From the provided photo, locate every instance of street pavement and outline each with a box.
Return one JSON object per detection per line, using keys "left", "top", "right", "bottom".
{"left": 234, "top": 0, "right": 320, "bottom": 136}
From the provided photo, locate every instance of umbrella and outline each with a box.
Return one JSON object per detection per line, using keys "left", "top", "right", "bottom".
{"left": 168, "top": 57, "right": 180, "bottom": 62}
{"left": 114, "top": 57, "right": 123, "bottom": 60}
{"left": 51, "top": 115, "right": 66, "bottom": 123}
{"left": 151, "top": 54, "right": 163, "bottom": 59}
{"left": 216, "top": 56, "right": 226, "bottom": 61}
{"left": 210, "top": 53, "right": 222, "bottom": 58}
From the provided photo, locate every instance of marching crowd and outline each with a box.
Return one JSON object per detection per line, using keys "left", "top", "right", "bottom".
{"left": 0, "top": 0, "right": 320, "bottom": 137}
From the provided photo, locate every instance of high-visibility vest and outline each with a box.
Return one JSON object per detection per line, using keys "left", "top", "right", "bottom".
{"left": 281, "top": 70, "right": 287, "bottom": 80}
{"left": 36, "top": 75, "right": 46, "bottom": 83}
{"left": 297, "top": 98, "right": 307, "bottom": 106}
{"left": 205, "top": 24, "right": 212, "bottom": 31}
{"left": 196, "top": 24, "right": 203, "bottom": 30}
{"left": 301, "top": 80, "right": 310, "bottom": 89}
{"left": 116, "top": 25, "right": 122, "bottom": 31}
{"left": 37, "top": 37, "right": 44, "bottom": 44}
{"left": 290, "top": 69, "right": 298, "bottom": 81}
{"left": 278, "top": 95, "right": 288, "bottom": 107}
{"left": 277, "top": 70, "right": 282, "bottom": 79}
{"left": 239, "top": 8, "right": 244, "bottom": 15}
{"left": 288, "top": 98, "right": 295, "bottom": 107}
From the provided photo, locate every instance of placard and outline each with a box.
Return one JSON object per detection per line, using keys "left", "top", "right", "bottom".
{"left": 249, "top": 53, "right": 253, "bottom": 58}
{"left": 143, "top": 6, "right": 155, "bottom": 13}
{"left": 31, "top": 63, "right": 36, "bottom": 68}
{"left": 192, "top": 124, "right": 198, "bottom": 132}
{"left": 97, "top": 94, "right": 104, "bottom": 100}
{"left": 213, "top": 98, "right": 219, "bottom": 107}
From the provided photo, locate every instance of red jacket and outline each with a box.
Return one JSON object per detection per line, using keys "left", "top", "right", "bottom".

◆ ◆ ◆

◆ **Task instructions**
Give back the entire listing with every word intact.

◆ **Response to the task**
From the provided photo, locate every instance of street pavement and outline each with a box.
Return one JSON object per detection per line, using keys "left", "top", "right", "bottom".
{"left": 234, "top": 0, "right": 320, "bottom": 136}
From the provided photo, locate every instance of umbrella and outline each with a box.
Return one JSON object per detection per line, using keys "left", "top", "right", "bottom".
{"left": 168, "top": 57, "right": 180, "bottom": 62}
{"left": 114, "top": 57, "right": 123, "bottom": 60}
{"left": 51, "top": 115, "right": 66, "bottom": 123}
{"left": 151, "top": 54, "right": 163, "bottom": 59}
{"left": 216, "top": 56, "right": 226, "bottom": 61}
{"left": 210, "top": 53, "right": 222, "bottom": 58}
From the provided photo, locate every instance of marching crowd and outline each with a box.
Return one JSON object per detection per line, using keys "left", "top", "right", "bottom".
{"left": 0, "top": 0, "right": 320, "bottom": 137}
From the provided photo, locate every instance of high-visibility vest and outline each with a box.
Return one JSON object per detection per line, using keys "left", "top", "right", "bottom".
{"left": 281, "top": 70, "right": 287, "bottom": 80}
{"left": 36, "top": 75, "right": 46, "bottom": 83}
{"left": 297, "top": 98, "right": 307, "bottom": 106}
{"left": 205, "top": 24, "right": 212, "bottom": 31}
{"left": 196, "top": 24, "right": 203, "bottom": 30}
{"left": 301, "top": 80, "right": 310, "bottom": 89}
{"left": 116, "top": 25, "right": 122, "bottom": 31}
{"left": 37, "top": 37, "right": 44, "bottom": 44}
{"left": 290, "top": 69, "right": 298, "bottom": 81}
{"left": 278, "top": 95, "right": 288, "bottom": 107}
{"left": 277, "top": 70, "right": 282, "bottom": 79}
{"left": 239, "top": 8, "right": 244, "bottom": 15}
{"left": 288, "top": 98, "right": 295, "bottom": 107}
From the provided photo, locate every instance of placard and outline each with a box.
Return one JSON object per detection per line, using keys "left", "top", "right", "bottom".
{"left": 249, "top": 53, "right": 253, "bottom": 58}
{"left": 143, "top": 6, "right": 155, "bottom": 13}
{"left": 31, "top": 63, "right": 36, "bottom": 68}
{"left": 192, "top": 124, "right": 198, "bottom": 132}
{"left": 97, "top": 94, "right": 104, "bottom": 100}
{"left": 213, "top": 98, "right": 219, "bottom": 107}
From the provided photo, locate every instance of red jacket and outline each with a box.
Return one JSON object per detection per line, using keys "left", "top", "right", "bottom".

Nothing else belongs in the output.